--- What is required ---
Your task is to output the data exactly as it stands.

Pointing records
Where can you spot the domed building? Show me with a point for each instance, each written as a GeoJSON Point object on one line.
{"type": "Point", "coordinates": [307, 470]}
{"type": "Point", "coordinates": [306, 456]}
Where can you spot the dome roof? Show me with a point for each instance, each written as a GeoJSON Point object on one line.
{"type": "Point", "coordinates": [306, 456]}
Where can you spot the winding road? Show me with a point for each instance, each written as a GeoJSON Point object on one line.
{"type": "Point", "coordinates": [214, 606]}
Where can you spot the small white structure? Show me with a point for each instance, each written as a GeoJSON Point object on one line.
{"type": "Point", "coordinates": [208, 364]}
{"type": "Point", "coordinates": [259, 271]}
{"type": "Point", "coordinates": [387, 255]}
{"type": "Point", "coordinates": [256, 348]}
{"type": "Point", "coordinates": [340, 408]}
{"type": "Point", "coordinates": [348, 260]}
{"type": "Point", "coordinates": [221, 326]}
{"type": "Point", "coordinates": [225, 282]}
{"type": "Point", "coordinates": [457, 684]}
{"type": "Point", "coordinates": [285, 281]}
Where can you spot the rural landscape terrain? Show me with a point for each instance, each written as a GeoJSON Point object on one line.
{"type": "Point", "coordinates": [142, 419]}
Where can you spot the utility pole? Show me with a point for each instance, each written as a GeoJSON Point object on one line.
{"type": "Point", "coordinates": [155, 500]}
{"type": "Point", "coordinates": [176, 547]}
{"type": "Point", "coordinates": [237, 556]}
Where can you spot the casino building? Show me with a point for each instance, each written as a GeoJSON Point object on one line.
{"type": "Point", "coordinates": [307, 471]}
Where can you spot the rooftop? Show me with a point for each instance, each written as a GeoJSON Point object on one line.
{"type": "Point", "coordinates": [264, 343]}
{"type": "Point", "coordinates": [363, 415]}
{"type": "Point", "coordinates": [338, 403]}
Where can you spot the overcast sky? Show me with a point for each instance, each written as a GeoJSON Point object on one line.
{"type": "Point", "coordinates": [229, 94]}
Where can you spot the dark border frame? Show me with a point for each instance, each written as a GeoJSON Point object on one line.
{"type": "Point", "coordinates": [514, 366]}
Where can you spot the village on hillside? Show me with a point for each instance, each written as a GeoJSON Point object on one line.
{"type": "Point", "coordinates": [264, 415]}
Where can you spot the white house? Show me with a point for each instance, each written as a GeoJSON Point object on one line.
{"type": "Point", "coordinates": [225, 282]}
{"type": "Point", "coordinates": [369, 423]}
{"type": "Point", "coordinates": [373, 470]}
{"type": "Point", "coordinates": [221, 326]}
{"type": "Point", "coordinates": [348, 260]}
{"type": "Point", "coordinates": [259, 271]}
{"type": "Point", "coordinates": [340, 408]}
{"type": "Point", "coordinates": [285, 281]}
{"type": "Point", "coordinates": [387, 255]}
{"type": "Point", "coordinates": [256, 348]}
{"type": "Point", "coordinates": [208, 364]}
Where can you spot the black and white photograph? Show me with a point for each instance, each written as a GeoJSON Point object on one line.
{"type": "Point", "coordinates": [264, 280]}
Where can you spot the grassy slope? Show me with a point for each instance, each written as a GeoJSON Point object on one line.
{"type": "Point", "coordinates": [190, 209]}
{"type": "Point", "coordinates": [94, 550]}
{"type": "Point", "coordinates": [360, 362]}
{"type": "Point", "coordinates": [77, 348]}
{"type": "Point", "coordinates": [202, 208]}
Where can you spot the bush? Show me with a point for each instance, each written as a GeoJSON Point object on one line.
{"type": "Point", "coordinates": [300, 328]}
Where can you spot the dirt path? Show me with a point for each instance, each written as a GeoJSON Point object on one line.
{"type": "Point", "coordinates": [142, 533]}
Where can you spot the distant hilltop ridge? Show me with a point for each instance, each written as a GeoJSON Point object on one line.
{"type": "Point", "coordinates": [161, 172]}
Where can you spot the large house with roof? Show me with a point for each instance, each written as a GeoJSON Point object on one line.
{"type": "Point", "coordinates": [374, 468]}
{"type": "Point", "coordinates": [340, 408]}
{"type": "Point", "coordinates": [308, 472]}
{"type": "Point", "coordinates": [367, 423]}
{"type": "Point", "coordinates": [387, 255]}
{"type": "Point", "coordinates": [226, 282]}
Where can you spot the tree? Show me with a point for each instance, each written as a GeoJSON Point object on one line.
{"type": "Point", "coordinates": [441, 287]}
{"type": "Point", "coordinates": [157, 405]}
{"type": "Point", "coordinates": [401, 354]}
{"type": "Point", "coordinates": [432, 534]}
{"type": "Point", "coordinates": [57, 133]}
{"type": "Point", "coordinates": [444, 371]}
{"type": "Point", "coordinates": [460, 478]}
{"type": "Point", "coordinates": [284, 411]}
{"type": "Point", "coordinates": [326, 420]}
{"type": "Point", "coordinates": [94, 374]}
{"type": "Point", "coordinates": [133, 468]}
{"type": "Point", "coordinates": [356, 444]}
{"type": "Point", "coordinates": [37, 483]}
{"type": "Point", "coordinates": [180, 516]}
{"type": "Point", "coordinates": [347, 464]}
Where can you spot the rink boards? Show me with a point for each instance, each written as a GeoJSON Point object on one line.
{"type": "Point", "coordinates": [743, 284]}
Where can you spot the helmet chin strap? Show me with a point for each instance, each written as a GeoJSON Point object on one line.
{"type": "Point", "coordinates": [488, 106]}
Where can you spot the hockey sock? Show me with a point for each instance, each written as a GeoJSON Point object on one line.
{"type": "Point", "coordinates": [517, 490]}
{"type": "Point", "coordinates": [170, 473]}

--- Task result ---
Where can you spot the domed building? Show me with a point for each instance, each written as a GeoJSON Point object on one line.
{"type": "Point", "coordinates": [307, 470]}
{"type": "Point", "coordinates": [306, 456]}
Where can you spot the dome roof? Show me with a point for each instance, each written as a GeoJSON Point object on one line.
{"type": "Point", "coordinates": [306, 456]}
Where can you spot the winding road? Show me with a point for each instance, each written as a GeoJSON Point object on one line.
{"type": "Point", "coordinates": [214, 606]}
Where can you spot the small white structure? Show me with a point for each instance, each written as a GeoJSON Point object on one line.
{"type": "Point", "coordinates": [208, 364]}
{"type": "Point", "coordinates": [259, 271]}
{"type": "Point", "coordinates": [387, 255]}
{"type": "Point", "coordinates": [256, 348]}
{"type": "Point", "coordinates": [340, 408]}
{"type": "Point", "coordinates": [348, 260]}
{"type": "Point", "coordinates": [221, 326]}
{"type": "Point", "coordinates": [225, 282]}
{"type": "Point", "coordinates": [457, 684]}
{"type": "Point", "coordinates": [285, 281]}
Where can you spot the rural landscape terrain? Show me with a point for each instance, each written as a GeoJSON Point object on one line.
{"type": "Point", "coordinates": [142, 419]}
Where can you spot the utility pole? Show me with a point for each instance, each written as a GeoJSON Point object on one line.
{"type": "Point", "coordinates": [155, 500]}
{"type": "Point", "coordinates": [176, 547]}
{"type": "Point", "coordinates": [237, 556]}
Where can you spot the casino building? Show me with a point for each instance, each written as a GeoJSON Point object on one line.
{"type": "Point", "coordinates": [307, 471]}
Where can you spot the rooftop? Show me with a point for each instance, each written as a GeoJSON Point object on one line.
{"type": "Point", "coordinates": [264, 343]}
{"type": "Point", "coordinates": [363, 415]}
{"type": "Point", "coordinates": [338, 403]}
Where can you spot the overcast sky? Show me with a point for each instance, each written as a GeoJSON Point object on one line.
{"type": "Point", "coordinates": [229, 94]}
Where can you spot the dark border frame? Show me with a point for each instance, each written as a GeoJSON Point object on one line.
{"type": "Point", "coordinates": [514, 366]}
Where can you spot the village on hillside? Show me with a point for each instance, each written as a GeoJSON Point object on one line.
{"type": "Point", "coordinates": [264, 415]}
Where can you spot the white house? Show me with a point for each instance, each written as a GeoJSON Point object on one line.
{"type": "Point", "coordinates": [225, 282]}
{"type": "Point", "coordinates": [369, 423]}
{"type": "Point", "coordinates": [373, 470]}
{"type": "Point", "coordinates": [221, 326]}
{"type": "Point", "coordinates": [348, 260]}
{"type": "Point", "coordinates": [259, 271]}
{"type": "Point", "coordinates": [340, 408]}
{"type": "Point", "coordinates": [285, 281]}
{"type": "Point", "coordinates": [387, 255]}
{"type": "Point", "coordinates": [256, 348]}
{"type": "Point", "coordinates": [208, 364]}
Where can you spot the black and white photograph? Show me with a point for each instance, each written as a GeoJSON Point object on one line.
{"type": "Point", "coordinates": [264, 280]}
Where can you spot the grassy slope? Show me with a point for each instance, each written as a GeoJSON Point object on one line.
{"type": "Point", "coordinates": [190, 209]}
{"type": "Point", "coordinates": [94, 550]}
{"type": "Point", "coordinates": [360, 362]}
{"type": "Point", "coordinates": [77, 348]}
{"type": "Point", "coordinates": [202, 208]}
Where can you spot the bush? Show me with a point for each instance, each written as a GeoJSON Point object on one line.
{"type": "Point", "coordinates": [300, 328]}
Where can you spot the dirt path? Show me with a point for each instance, each written as a GeoJSON Point object on one line.
{"type": "Point", "coordinates": [142, 533]}
Where can you spot the distant hilltop ridge? Show me with a point for each instance, each written as a GeoJSON Point object on one line.
{"type": "Point", "coordinates": [161, 172]}
Where can you spot the large house with roof? Show me with a point for each instance, each written as a GeoJSON Point object on one line.
{"type": "Point", "coordinates": [374, 468]}
{"type": "Point", "coordinates": [340, 408]}
{"type": "Point", "coordinates": [308, 472]}
{"type": "Point", "coordinates": [367, 423]}
{"type": "Point", "coordinates": [387, 255]}
{"type": "Point", "coordinates": [226, 282]}
Where can you spot the tree? Show me with a point for each instance, each written as a GeoJSON Point object on one line.
{"type": "Point", "coordinates": [441, 287]}
{"type": "Point", "coordinates": [157, 405]}
{"type": "Point", "coordinates": [401, 354]}
{"type": "Point", "coordinates": [432, 534]}
{"type": "Point", "coordinates": [57, 133]}
{"type": "Point", "coordinates": [444, 371]}
{"type": "Point", "coordinates": [460, 478]}
{"type": "Point", "coordinates": [284, 411]}
{"type": "Point", "coordinates": [326, 420]}
{"type": "Point", "coordinates": [94, 374]}
{"type": "Point", "coordinates": [133, 468]}
{"type": "Point", "coordinates": [356, 444]}
{"type": "Point", "coordinates": [37, 483]}
{"type": "Point", "coordinates": [180, 516]}
{"type": "Point", "coordinates": [347, 464]}
Where can you spot the rink boards? Show me with a point for each instance, each written as a GeoJSON Point object on one line.
{"type": "Point", "coordinates": [743, 284]}
Where can you spot the helmet chin strap? Show me with a point for each instance, each written as a GeoJSON Point object on one line.
{"type": "Point", "coordinates": [488, 106]}
Where can you spot the hockey sock? Show me with a point for each instance, each written as a GeoJSON Point object on one line.
{"type": "Point", "coordinates": [517, 490]}
{"type": "Point", "coordinates": [170, 473]}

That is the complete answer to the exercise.